◆ What you need to do: Your task is to return, word for word, only the lines from the line with "Put a dot on each instance of the narrow" through the close of the data. Exclude all pictures.

◆ Supplied material:
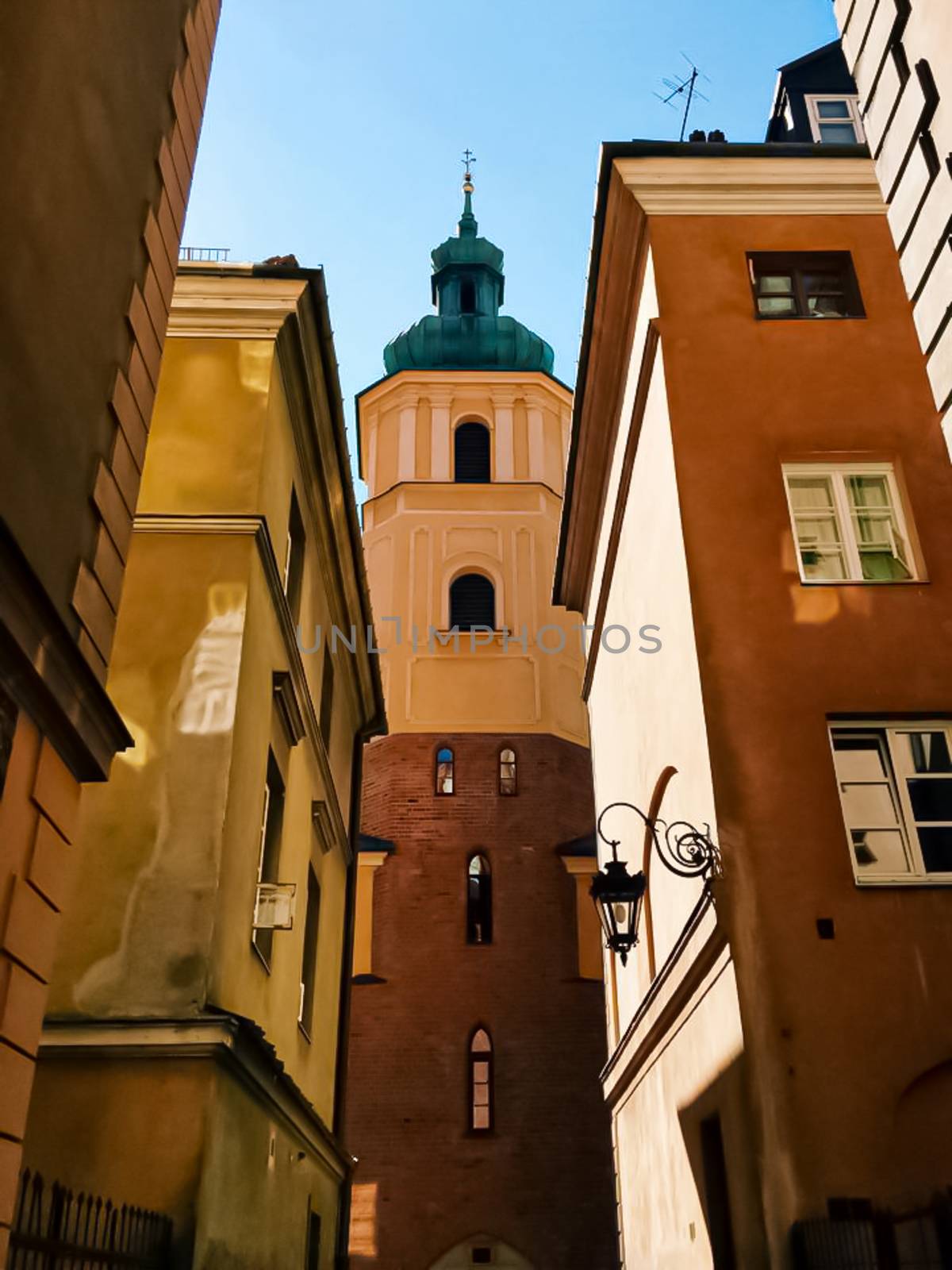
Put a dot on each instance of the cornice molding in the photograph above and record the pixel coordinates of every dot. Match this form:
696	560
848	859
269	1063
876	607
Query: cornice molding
753	187
238	306
236	1043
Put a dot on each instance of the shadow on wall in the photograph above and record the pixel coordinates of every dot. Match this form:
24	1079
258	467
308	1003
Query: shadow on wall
919	1153
717	1137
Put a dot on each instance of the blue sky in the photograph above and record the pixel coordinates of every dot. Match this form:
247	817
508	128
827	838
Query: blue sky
333	131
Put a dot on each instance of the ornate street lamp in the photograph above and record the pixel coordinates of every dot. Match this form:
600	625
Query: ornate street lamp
619	895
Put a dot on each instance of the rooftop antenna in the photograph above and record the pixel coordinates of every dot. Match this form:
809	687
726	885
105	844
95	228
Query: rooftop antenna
685	88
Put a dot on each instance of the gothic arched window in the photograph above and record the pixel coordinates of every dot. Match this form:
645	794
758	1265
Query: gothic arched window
480	1083
479	902
471	464
507	772
444	772
473	602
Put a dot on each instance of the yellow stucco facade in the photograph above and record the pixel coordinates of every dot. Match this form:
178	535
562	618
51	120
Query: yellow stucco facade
241	775
423	529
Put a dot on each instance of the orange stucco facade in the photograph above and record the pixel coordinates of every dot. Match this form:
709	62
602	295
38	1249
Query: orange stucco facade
778	658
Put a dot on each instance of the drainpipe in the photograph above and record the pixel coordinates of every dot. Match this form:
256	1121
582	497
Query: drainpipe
340	1254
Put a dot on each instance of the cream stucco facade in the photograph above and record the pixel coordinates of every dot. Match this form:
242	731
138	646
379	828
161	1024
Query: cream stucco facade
423	530
899	55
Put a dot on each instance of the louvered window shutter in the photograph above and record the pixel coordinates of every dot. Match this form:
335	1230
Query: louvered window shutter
473	602
471	452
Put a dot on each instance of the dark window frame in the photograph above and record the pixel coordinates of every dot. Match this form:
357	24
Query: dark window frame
488	596
479	902
513	778
309	952
437	765
270	849
471	461
797	264
295	563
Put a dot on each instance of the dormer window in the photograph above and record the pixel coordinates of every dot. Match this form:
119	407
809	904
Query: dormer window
835	120
467	296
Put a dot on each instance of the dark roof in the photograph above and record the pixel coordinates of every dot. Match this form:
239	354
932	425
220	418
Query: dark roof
639	149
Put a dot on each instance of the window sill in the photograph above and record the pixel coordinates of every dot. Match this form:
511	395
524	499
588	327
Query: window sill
829	318
863	582
928	882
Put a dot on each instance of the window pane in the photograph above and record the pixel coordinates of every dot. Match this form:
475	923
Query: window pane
842	133
931	799
810	493
833	110
928	751
858	759
869	806
776	305
937	850
774	283
880	851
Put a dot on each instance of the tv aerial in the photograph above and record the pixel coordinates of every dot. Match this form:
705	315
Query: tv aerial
683	87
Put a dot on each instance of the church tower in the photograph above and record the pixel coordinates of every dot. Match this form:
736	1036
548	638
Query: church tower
478	1007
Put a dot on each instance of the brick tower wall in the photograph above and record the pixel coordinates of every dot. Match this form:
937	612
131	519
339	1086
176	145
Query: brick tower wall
541	1181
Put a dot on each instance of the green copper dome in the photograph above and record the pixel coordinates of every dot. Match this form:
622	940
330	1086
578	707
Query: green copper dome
467	333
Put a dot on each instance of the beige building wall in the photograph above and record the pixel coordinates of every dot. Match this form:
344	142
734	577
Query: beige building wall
662	1081
422	530
159	962
909	127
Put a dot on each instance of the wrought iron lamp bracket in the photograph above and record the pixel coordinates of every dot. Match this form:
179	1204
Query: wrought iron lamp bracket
683	849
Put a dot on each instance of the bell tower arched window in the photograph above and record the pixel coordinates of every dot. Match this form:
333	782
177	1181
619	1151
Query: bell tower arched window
473	602
467	296
479	902
444	772
471	454
507	772
482	1111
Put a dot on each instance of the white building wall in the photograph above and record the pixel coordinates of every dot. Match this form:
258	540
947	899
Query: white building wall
909	130
647	713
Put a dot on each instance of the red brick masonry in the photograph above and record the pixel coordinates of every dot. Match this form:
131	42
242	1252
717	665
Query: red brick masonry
543	1179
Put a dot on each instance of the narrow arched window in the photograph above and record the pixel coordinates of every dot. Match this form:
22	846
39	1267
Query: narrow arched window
467	296
473	602
507	772
480	1083
479	902
471	454
444	772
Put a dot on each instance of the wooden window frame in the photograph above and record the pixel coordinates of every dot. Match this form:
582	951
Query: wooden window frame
888	732
812	101
482	1056
838	474
797	264
514	778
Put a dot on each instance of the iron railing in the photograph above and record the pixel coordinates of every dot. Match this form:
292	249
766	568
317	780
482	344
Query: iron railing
213	254
877	1240
57	1230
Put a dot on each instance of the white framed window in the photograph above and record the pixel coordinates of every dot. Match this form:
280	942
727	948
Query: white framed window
848	522
895	789
835	118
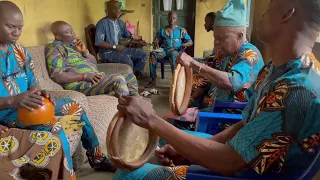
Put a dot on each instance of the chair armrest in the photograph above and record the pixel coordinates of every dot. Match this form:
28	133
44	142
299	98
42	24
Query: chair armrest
204	119
114	68
219	106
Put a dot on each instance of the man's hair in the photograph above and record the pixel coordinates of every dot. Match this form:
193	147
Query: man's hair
55	27
311	12
212	15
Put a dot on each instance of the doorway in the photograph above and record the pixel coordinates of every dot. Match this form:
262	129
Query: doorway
186	18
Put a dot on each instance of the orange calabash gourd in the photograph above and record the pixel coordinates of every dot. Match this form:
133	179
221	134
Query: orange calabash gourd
38	116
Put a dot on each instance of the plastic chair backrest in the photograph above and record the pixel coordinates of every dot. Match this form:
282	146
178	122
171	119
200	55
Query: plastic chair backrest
131	28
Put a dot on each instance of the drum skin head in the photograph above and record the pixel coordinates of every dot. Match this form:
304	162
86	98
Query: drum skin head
129	146
180	92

◆ Output:
Put a dot on each instance of the narrow arched window in the photograph above and record the pixel coordinates of every dot. Match this form:
22	846
39	1267
Query: narrow arched window
467	296
473	602
507	772
480	1083
479	902
471	454
444	772
Put a dot on each instance of the wooden window frame in the photograph above and record the pixel coordinates of every dot. Match this form:
582	951
Query: wooden window frame
888	732
812	101
482	1056
838	474
797	264
514	778
Put a dot on each instance of the iron railing in the photograph above and record the pixel coordinates of every dot. Match this form:
292	249
766	568
317	780
482	344
Query: iron railing
213	254
877	1240
57	1230
Put a dot on each instance of the white framed window in the photograph above and record the pixel coordinates of every dot. Match this form:
280	942
727	948
Query: white framed window
848	522
895	789
835	118
Put a dot on each instance of the chair armrest in the photograph above and record the pixel coordinates of every dot. Match this form:
28	133
44	142
299	98
42	24
Query: chair armrest
204	119
114	68
219	106
Put a dot on each instance of the man's hair in the photograph above and record the pixel coordinates of every dot. Match this form:
193	147
Query: man's hair
55	27
311	12
212	15
Put a dot on each instance of the doorway in the photograph above and record the pixel coordinates of every dot. Match this form:
262	129
Query: doorway
186	18
Put a dot on each instance of the orange calabash gourd in the photograph above and record the pixel coordinates of every dot. Match this form:
133	179
221	134
Query: orange calabash gourd
38	116
Put a dot on each instance of the plastic chair backrest in the photograph above and record the pixel coordinates of every dot. Match this form:
282	146
178	122
171	119
200	55
Query: plastic chair backrest
131	28
Put a dot on each instance of the drum skin head in the photograph above and record the pixel coordinates of every dot. Match this form:
304	162
86	98
Query: drum skin head
129	146
180	92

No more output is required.